━━ Text provided ━━

This past week brought blustery cold winds to the County and all Southern Ontario – lots of downed trees, fallen branches, rain, snow flurries and power outages. We were fortunate to escape wind damage or flooding even with the sump pump out of action for a few hours at the height of Wednesday night’s storm. That said, bulbs continued to push up outside, and seeds started to sprout inside. Here are my Six on Saturday, with a tip of my Tilly to The Propagator for this theme.
I know – the title of this post is a stretch – but I do love a catchy tautogram!
I’m always jealous of gardeners who can maintain a perfectly weed and disease free veggie bed beyond the end of June. You’ve seen pictures of them in glossy magazines (paper or virtual…) – lovely potagers or kitchen gardens, colourful, bountiful and beautiful. Something most of us, I suspect, fail to achieve beyond mid summer.

━━━
━━ Dataset section ━━

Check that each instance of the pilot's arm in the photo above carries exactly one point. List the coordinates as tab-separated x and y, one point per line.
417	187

━━━

• [Study questions]:
[A] Answer these questions from the garden post:
(i) What was out of action for a few hours during Wednesday night's storm?
(ii) Who does the writer tip their Tilly to for the Six on Saturday theme?
(iii) Which gardeners is the writer always jealous of?
[B] Carry the garden post on from its final sentence.
The listing comes from a source separate from the garden post.

• [Answers to this exercise]:
[A]
(i) The sump pump.
(ii) The Propagator.
(iii) Gardeners who can maintain a perfectly weed and disease free veggie bed beyond the end of June.

[B]
While at the Landscape Ontario trade show last week I spotted this raised bed. Raised beds aren’t new, I know, but it caught my eye because its shape is sophisticated yet it’s being used to grow edibles. If the walls here were made with natural stone instead of the more affordable decorative concrete block, this would be at home in a backyard in the toniest neighbourhood in town. If this was my raised bed, I’d likely have added Nasturtiums for colour (still edible though) and to soften the edges – but that would change the whole look, wouldn’t it? More to the point, a veggie bed like this just begs to be regularly weeded, harvested, watered, pinched back – all the things that can often get overlooked or ‘put off ’til tomorrow’ when the plants are far below eye level.
Kudos to the students at the Niagara Parks School of Horticulture for building this, demonstrating that ‘formal’ can also be useful – and for bringing your mini Monarch house to the show.